(Object position labeling entries)
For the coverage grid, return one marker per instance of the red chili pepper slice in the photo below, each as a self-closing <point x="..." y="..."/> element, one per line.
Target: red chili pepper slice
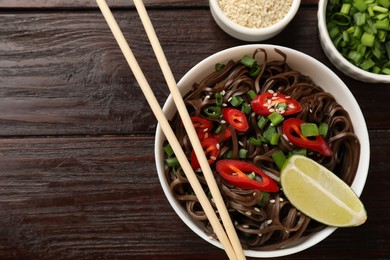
<point x="292" y="129"/>
<point x="202" y="127"/>
<point x="236" y="118"/>
<point x="269" y="102"/>
<point x="235" y="172"/>
<point x="210" y="148"/>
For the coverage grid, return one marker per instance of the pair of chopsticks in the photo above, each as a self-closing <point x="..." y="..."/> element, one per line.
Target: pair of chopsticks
<point x="229" y="240"/>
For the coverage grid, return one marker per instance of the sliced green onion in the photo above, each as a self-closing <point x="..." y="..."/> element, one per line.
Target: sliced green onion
<point x="255" y="141"/>
<point x="264" y="199"/>
<point x="359" y="18"/>
<point x="380" y="9"/>
<point x="274" y="139"/>
<point x="269" y="132"/>
<point x="242" y="153"/>
<point x="382" y="24"/>
<point x="355" y="56"/>
<point x="309" y="129"/>
<point x="236" y="101"/>
<point x="262" y="122"/>
<point x="218" y="99"/>
<point x="362" y="41"/>
<point x="279" y="158"/>
<point x="323" y="129"/>
<point x="345" y="8"/>
<point x="368" y="39"/>
<point x="246" y="108"/>
<point x="275" y="118"/>
<point x="384" y="3"/>
<point x="360" y="5"/>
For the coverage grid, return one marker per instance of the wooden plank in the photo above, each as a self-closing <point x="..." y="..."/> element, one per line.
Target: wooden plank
<point x="62" y="73"/>
<point x="112" y="3"/>
<point x="101" y="198"/>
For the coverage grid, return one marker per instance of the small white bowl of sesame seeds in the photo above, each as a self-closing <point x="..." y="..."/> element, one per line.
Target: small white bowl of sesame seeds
<point x="251" y="20"/>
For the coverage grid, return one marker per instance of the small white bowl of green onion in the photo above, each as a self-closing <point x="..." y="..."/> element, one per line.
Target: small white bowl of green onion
<point x="355" y="36"/>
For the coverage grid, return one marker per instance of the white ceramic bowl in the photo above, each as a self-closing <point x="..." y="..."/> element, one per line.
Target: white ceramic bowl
<point x="322" y="76"/>
<point x="337" y="59"/>
<point x="251" y="34"/>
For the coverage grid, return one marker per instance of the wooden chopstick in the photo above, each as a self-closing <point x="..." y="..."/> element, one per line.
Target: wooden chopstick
<point x="181" y="107"/>
<point x="231" y="242"/>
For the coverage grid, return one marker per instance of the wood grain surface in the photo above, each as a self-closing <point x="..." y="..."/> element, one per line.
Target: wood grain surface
<point x="77" y="166"/>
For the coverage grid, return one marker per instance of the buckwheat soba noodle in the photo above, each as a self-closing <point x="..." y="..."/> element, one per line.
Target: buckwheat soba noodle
<point x="264" y="220"/>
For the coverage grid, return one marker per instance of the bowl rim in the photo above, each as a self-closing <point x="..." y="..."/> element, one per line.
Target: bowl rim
<point x="329" y="44"/>
<point x="255" y="31"/>
<point x="357" y="185"/>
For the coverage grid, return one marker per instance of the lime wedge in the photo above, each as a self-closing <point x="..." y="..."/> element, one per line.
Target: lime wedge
<point x="320" y="194"/>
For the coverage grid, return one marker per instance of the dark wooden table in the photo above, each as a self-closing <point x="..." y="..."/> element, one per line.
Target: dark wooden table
<point x="77" y="170"/>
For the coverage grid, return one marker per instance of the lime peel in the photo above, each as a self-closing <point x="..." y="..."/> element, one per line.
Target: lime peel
<point x="320" y="194"/>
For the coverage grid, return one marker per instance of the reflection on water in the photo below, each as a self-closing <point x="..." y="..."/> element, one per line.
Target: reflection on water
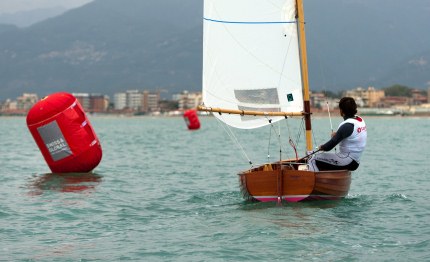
<point x="64" y="182"/>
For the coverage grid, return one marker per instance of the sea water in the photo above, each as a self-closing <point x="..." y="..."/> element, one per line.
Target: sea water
<point x="163" y="193"/>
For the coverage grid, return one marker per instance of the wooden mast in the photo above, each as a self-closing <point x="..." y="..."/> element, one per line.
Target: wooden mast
<point x="305" y="79"/>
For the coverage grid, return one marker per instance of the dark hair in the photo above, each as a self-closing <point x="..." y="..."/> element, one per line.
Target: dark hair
<point x="348" y="106"/>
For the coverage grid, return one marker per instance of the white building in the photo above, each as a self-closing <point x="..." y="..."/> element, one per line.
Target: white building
<point x="120" y="101"/>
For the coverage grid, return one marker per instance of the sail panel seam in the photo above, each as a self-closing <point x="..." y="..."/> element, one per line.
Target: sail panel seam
<point x="249" y="22"/>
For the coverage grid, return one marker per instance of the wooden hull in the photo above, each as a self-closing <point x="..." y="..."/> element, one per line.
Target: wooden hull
<point x="284" y="181"/>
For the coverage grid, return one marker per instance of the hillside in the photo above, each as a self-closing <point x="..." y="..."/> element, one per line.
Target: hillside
<point x="109" y="46"/>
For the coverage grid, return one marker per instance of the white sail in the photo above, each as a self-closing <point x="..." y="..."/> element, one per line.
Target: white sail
<point x="251" y="59"/>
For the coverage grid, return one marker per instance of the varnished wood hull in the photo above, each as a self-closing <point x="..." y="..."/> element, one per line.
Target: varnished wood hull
<point x="276" y="182"/>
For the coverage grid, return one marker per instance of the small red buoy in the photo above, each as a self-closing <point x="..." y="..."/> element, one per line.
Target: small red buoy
<point x="64" y="134"/>
<point x="191" y="119"/>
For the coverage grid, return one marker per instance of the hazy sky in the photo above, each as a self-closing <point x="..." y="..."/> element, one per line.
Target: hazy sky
<point x="13" y="6"/>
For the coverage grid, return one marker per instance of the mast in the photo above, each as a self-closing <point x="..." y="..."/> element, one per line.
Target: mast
<point x="305" y="79"/>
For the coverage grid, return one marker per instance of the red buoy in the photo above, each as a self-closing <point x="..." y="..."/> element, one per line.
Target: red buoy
<point x="64" y="134"/>
<point x="191" y="119"/>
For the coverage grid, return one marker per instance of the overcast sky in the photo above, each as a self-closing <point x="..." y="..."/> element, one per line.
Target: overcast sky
<point x="13" y="6"/>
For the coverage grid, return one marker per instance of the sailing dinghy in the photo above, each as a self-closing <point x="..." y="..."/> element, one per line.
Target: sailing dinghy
<point x="255" y="74"/>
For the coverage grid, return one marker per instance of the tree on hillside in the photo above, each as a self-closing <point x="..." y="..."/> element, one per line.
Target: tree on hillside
<point x="398" y="90"/>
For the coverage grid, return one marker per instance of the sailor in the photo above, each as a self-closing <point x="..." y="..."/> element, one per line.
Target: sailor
<point x="351" y="137"/>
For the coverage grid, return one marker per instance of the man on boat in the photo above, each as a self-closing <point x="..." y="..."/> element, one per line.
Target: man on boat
<point x="351" y="137"/>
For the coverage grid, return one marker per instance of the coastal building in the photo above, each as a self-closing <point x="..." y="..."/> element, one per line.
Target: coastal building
<point x="92" y="103"/>
<point x="369" y="97"/>
<point x="137" y="101"/>
<point x="120" y="101"/>
<point x="151" y="101"/>
<point x="188" y="100"/>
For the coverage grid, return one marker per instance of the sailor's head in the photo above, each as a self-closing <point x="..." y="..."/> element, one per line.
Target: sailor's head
<point x="348" y="106"/>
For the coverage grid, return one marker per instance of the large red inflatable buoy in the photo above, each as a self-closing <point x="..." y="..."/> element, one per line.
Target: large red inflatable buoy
<point x="64" y="134"/>
<point x="191" y="119"/>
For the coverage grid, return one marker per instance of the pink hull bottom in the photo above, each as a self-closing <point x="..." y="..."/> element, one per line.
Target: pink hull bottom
<point x="295" y="198"/>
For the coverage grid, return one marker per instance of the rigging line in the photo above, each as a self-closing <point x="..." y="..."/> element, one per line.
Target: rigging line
<point x="278" y="133"/>
<point x="232" y="136"/>
<point x="329" y="116"/>
<point x="268" y="146"/>
<point x="331" y="123"/>
<point x="291" y="141"/>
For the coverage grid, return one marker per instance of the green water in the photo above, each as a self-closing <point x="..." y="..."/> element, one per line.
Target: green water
<point x="162" y="193"/>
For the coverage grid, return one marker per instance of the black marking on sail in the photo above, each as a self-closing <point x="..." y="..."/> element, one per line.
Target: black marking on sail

» **CHALLENGE**:
Rewrite the lines of material starting at the line containing "of the black" and ending at the end of the material, swapping "marking" for "stripe" and leaving everything else unchanged.

» **THE REPLY**:
For the coverage grid, return one marker per instance of the black stripe on sail in the photo above, each as a self-closing <point x="..." y="..."/> element, one per line.
Target: black stripe on sail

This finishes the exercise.